◆ **Description of the task**:
Reproduce each entry below exactly, without omitting any.

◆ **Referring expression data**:
=-=-=
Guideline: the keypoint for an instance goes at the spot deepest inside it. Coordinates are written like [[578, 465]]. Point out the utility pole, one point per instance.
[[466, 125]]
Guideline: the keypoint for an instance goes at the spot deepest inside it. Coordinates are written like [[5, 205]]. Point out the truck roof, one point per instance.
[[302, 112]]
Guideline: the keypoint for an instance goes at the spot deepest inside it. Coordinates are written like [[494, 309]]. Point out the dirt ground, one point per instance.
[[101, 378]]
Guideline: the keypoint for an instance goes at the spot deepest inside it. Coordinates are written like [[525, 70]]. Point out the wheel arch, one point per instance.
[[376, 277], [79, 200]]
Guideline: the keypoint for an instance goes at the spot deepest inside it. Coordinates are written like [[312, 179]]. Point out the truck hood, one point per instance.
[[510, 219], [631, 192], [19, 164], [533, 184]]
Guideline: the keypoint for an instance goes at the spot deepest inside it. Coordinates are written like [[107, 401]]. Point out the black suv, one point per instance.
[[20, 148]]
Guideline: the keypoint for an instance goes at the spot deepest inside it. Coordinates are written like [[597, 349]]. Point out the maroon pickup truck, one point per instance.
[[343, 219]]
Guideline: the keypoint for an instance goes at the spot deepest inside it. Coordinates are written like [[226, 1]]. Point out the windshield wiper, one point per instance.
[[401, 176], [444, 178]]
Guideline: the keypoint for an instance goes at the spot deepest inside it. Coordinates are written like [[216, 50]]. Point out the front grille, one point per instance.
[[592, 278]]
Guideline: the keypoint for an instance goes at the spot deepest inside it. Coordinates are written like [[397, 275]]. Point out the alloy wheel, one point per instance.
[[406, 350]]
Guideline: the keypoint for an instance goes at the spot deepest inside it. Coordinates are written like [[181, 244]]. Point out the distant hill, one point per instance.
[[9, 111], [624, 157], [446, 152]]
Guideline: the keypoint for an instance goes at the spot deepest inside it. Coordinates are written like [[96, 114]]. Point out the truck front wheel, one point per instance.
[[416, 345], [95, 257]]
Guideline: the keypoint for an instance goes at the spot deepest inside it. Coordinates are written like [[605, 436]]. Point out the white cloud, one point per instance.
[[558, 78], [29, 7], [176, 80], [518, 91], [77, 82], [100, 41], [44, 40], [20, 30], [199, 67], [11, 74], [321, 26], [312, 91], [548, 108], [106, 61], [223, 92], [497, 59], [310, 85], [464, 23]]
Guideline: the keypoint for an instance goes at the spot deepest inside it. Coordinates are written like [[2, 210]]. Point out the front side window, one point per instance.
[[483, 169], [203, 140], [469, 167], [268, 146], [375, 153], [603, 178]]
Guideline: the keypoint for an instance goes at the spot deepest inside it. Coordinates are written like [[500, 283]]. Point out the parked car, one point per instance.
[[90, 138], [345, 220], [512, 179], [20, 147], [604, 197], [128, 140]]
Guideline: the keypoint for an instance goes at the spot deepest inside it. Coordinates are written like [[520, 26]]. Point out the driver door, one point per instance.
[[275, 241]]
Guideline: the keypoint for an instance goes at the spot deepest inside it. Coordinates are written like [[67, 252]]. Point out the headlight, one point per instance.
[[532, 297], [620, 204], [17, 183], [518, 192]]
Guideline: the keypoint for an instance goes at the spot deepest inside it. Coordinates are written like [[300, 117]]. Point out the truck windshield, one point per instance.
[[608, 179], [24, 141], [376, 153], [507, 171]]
=-=-=
◆ **Answer for this exercise**:
Guideline: the keypoint for an instance goes at the spot deepest inside it. Coordinates are written like [[578, 465]]. Point out the utility pole, one point per instance.
[[466, 125]]
Guideline: the keypoint for an instance goes at the spot deepest inside it. Coordinates are written like [[5, 205]]. Point out the truck roof, one point per instance.
[[302, 112]]
Guideline: the keypoint for an instance goes at the spot deepest inside it. Coordinates are written like [[494, 309]]. Point out the dirt ground, one point per instance.
[[101, 378]]
Guideline: the keypoint for an instance goes at the spot deepest inside it. Coordinates are written like [[525, 70]]. Point out the wheel arch, one point per instance.
[[376, 277], [79, 200]]
Guideline: the keypoint for an instance goes at the spot deepest inside it. Coordinates are written like [[312, 179]]. Point out the truck hood, one point per instance.
[[510, 219], [631, 192], [19, 164], [533, 184]]
Guideline: the keypoint for an instance goes at the spot deepest inside it. Coordinates are written like [[107, 401]]. Point out the black suv, one point per instance.
[[20, 148]]
Guideline: the keypoint for an instance goes at the spot deepest inside it. Coordinates are written like [[597, 349]]. Point out the maroon pickup truck, one point per instance.
[[343, 219]]
Guideline: the keypoint for an instance goes at the spot deepest inside it. Coordinates are written like [[226, 1]]. Point out the windshield wiper, one point per instance.
[[401, 176], [444, 178]]
Guideline: the keypoint for an instance goes at the spot deepest inside it. Coordinates are written like [[216, 50]]. Point out the front grille, one point per instance.
[[592, 278]]
Guideline: the keypoint for an instance goes at the spot deepest inside it. Coordinates are written like [[397, 275]]. Point out the alloy wheel, one point per instance.
[[406, 350]]
Guideline: the keypoint for an instance goes at the spot deepest inside it. Coordinates are written like [[181, 244]]. Point out the distant hill, one point per instance.
[[9, 111], [624, 157], [446, 152]]
Guideline: the keypoint for an instance goes at the spot deepest inside it. Coordinates are written like [[96, 114]]. Point out the truck front wheel, one point per instance.
[[416, 345], [95, 257]]
Guideline: the keypoint for an instance goes at the spot deepest inside it. Coordinates are written like [[605, 436]]. Point out the white cloud, one point per instance.
[[558, 78], [29, 7], [176, 80], [518, 91], [77, 82], [100, 41], [44, 40], [20, 30], [199, 67], [11, 74], [321, 26], [312, 91], [548, 108], [106, 61], [223, 92], [497, 59], [310, 85], [464, 23]]
Guideline: the keypoint for an instance goes at the spot deepest inside it. Coordinates are written like [[2, 210]]. Point out the front side window, one point per instance.
[[483, 169], [203, 140], [469, 167], [268, 146], [375, 153], [603, 178]]
Guideline: the keypoint for an instance goes at the spot deepest inside it. Coordinates are written like [[500, 283]]. Point out the parked car, one point per instance.
[[90, 138], [345, 220], [512, 179], [20, 147], [604, 197], [128, 140]]
Guideline: the keypoint for an instance goes at the spot deepest inside it. Coordinates are written like [[520, 26]]. Point out the driver door, one point per instance.
[[275, 241]]
Guideline: the keypoint for an instance goes at the spot deepest inside it. Coordinates are written like [[67, 252]]. Point out the headlight, one point per instance.
[[532, 297], [620, 204], [17, 183], [518, 192]]
Guideline: the keypoint for an instance goes at the spot deepest inside it. Coordinates are written like [[300, 117]]. Point out the truck windshield, one point per instance.
[[608, 179], [24, 141], [376, 153], [507, 171]]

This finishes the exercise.